— Begin DOCUMENT PASSAGE —
And some … decided to make movies about global disasters – featuring the ultimate destruction of New York City.

It’s an acting-out. A fantasy. Or a nightmare. A true fear being expressed – however spectacularly, and however coldly (I find all the digital film-making really cold and alienating at times, I have to say.)

Film noir, with its feeling of menace, its elongated shadows, its overwhelming feeling of alienation – the lonely hard-bitten detective – alone at his desk – fighting the forces of evil – but he, too, the detective, is also, in his essence, an anti-social man… All of these stylistic elements came out of a specific time and place. And it’s not like it was conscious – that a bunch of film-makers or studios had a round-table discussion: “Okay, we need to come up with a style now to express our anxiety”. It was a natural progression – a trend – coming out of the tenor of the times.

I think that all of the epics and myths and legends that we now are seeing come to the screen – Troy and King Arthur – and Alexander (saw the preview for that last night) – are all subconscious expressions of the fear of what happened on September 11, 2001. There is a straining in the mind to go back – to look backwards – way way back – to the ancient times, to ancient apocalyptic moments when civilization hung in the balance.

That’s how I interpret this trend, anyway.

Film-makers, writers, and also the audiences who flock to these epics – are all asking themselves – subconsciously: “How did we – the human race – get through THAT? We did … we did get through it … civilization survived … and whatever lessons there are to be learned from the story of Troy, the story of Alexander the Great … whatever lessons there are back then – perhaps we could use some of that wisdom NOW.”

Again, this isn’t a conscious thing. It’s something going on in the subterranean level.

Myths – or old stories handed down – act as repositories for a community’s hopes, desires, fears. It’s like Grimm’s Fairy Tales, for example. Life isn’t pretty. Beneath the surface, there are things that always threaten, life is potentially very very dangerous. But we can’t walk about KNOWING this at all times – and so we create stories, to let out some of that fear, to express some of it. These stories are like containers. We can pour into them our own fears, our own desires, our own questions …

That is exactly what I was thinking last night, as I watched the tidal wave destroy New York City in the film.
— End DOCUMENT PASSAGE —
— Begin SUPPLIED INFORMATION —
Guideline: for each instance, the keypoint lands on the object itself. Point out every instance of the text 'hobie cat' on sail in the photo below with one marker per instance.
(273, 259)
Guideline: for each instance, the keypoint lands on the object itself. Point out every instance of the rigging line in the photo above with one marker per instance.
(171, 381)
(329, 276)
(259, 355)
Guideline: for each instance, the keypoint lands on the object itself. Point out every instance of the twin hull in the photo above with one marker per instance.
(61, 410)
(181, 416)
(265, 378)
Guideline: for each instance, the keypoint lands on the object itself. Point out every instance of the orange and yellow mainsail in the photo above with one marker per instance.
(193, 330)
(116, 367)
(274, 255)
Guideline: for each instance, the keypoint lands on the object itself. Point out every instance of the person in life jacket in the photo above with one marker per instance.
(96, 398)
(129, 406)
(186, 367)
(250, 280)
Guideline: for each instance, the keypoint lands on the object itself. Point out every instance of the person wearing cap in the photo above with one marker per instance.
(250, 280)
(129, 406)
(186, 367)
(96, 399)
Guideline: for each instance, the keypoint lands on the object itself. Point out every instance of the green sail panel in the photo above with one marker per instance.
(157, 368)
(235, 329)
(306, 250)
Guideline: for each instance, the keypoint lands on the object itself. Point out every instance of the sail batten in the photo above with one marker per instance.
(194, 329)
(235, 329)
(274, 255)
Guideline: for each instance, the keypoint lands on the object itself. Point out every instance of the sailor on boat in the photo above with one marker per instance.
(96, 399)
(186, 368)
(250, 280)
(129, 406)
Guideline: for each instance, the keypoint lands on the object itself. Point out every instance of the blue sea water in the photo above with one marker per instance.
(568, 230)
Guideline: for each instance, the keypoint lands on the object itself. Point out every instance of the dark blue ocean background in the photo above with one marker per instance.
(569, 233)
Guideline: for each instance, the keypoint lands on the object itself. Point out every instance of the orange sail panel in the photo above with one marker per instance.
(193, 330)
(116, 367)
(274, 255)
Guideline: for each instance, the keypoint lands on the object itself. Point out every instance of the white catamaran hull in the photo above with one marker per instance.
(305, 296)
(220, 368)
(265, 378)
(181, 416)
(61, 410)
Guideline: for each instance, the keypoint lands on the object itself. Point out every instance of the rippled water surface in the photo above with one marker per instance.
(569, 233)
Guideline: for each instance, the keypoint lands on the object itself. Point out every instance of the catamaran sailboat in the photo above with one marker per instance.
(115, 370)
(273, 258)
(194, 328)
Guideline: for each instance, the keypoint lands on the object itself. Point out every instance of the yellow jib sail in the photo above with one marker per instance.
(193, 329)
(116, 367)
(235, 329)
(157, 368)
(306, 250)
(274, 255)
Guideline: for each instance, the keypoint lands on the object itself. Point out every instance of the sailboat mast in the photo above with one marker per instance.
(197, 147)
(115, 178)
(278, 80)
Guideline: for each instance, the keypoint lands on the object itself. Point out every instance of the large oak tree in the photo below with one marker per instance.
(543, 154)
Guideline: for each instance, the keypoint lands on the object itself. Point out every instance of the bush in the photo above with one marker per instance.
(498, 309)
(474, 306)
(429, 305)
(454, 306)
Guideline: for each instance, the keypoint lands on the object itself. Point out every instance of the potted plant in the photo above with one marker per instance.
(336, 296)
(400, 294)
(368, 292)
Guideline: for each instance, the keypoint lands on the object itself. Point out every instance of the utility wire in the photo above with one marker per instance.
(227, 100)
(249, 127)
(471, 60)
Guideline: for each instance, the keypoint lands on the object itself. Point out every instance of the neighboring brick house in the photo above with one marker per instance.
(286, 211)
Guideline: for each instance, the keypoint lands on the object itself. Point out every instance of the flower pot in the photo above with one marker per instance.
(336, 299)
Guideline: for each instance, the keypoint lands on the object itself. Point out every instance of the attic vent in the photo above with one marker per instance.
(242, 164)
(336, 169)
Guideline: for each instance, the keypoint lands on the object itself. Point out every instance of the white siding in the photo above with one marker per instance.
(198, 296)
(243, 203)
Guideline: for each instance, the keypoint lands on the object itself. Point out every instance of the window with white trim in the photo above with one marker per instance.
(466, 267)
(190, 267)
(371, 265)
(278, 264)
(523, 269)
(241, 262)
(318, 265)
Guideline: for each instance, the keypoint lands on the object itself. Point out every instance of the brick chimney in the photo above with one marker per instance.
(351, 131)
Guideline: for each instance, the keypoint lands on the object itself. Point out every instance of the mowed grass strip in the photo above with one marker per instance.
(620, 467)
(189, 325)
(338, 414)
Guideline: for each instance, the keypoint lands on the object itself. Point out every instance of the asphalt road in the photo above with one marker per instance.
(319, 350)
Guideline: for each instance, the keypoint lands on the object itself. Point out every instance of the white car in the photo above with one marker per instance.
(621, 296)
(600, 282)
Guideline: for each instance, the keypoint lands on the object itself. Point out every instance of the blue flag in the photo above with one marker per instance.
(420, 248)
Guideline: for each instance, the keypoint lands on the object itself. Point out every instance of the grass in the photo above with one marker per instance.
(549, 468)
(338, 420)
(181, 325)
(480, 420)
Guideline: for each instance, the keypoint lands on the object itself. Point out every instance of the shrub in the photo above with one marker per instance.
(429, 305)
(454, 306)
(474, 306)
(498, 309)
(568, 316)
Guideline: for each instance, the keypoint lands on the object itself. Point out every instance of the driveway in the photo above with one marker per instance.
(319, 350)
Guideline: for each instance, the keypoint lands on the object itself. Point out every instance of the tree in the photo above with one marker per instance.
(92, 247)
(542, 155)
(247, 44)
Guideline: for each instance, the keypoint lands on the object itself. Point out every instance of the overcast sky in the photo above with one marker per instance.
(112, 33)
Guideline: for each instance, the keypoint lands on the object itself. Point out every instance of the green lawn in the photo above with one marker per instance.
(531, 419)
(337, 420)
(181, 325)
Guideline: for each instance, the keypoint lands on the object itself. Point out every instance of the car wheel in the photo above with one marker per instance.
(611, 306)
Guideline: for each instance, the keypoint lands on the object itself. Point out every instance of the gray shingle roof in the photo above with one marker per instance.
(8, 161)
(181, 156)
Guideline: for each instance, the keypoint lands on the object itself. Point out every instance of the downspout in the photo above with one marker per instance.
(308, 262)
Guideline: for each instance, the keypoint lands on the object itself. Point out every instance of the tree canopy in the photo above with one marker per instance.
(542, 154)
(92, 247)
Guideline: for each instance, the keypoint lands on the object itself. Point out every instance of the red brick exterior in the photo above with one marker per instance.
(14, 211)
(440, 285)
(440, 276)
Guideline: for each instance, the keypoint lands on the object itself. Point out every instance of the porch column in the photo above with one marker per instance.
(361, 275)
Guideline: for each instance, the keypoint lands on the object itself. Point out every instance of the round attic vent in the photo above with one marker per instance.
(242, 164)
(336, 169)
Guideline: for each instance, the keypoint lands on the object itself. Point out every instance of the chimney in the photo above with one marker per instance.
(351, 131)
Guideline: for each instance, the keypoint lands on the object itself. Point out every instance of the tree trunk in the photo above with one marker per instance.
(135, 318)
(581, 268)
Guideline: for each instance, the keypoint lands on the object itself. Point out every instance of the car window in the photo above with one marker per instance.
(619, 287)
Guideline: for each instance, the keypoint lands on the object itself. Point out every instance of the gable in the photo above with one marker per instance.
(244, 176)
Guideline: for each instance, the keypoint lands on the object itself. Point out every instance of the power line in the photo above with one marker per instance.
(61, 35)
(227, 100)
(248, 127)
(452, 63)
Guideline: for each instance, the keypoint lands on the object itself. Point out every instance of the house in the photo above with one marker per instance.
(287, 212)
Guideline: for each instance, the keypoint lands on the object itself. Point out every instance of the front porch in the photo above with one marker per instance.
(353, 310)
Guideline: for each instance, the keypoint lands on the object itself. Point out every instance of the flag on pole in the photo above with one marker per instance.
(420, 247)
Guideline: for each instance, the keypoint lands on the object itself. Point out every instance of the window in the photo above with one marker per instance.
— End SUPPLIED INFORMATION —
• _OBJECTIVE_:
Could you continue the essay about disaster movies and epics as expressions of post-9/11 fear, starting right after its last sentence?

• _RESPONSE TO THE EXERCISE_:
I mean, the effects were all right, I thought the best moment was the wave rising, rising, rising, around the Statue of Liberty …

But what I was really thinking was: Wow. This film is really about September 11, and the horror of watching those towers fall – on television if you were far away – I also made a guess that Emmerich was probably nowhere NEAR New York City on that day. This isn’t a criticism. I’m saying that: I know, at least from my friends who don’t live here, that their fears and anxieties are very different from mine, because their experience of that day was watching it on television and desperately, desperately, desperately trying to get in touch with their loved ones (me) who lived here.

Very very different experience than watching it happen.

And so – this film was expressing some of that terror of that day.

And by making it all much WORSE – New York City completely BURIED, DESTROYED – it becomes like a myth. A story, a legend. It becomes the repository for that free-floating anxiety about our prospects, about the fragility of our world, of our civilization … a giant wave could wipe us all out at any moment. Let’s imagine what that would be like if that happened!!!

None of this is a criticism – I’m just telling you what I thought and felt as I watched the movie.

I felt a deep alienation, in myself – something in me stood way way back from it. I was almost angry, actually. Like: our fair city, our fair city. Also, because the film was made post-September 11 – the skyline is our new and truncated one. And – I’m JUST NOT FUCKING USED TO IT, okay?? I can’t just look at the skyline calmly and think, “Huh. There’s the skyline.” No. There is always something missing, and something aches within me – It is NOT normal, I can NOT forget, I am NOT used to it (although, of course – life goes on) – but I am NOT accustomed to it. Long swooping shots of lower Manhattan, and … I’m sorry, but it just looks weird to me. It looks like an amputated leg. It doesn’t look RIGHT.

And so I guess I had some anger (really?? heh heh) – because the film glided over that – treated the skyline of New York as though it had always been that way – and then the film went ahead and destroyed the REST of it.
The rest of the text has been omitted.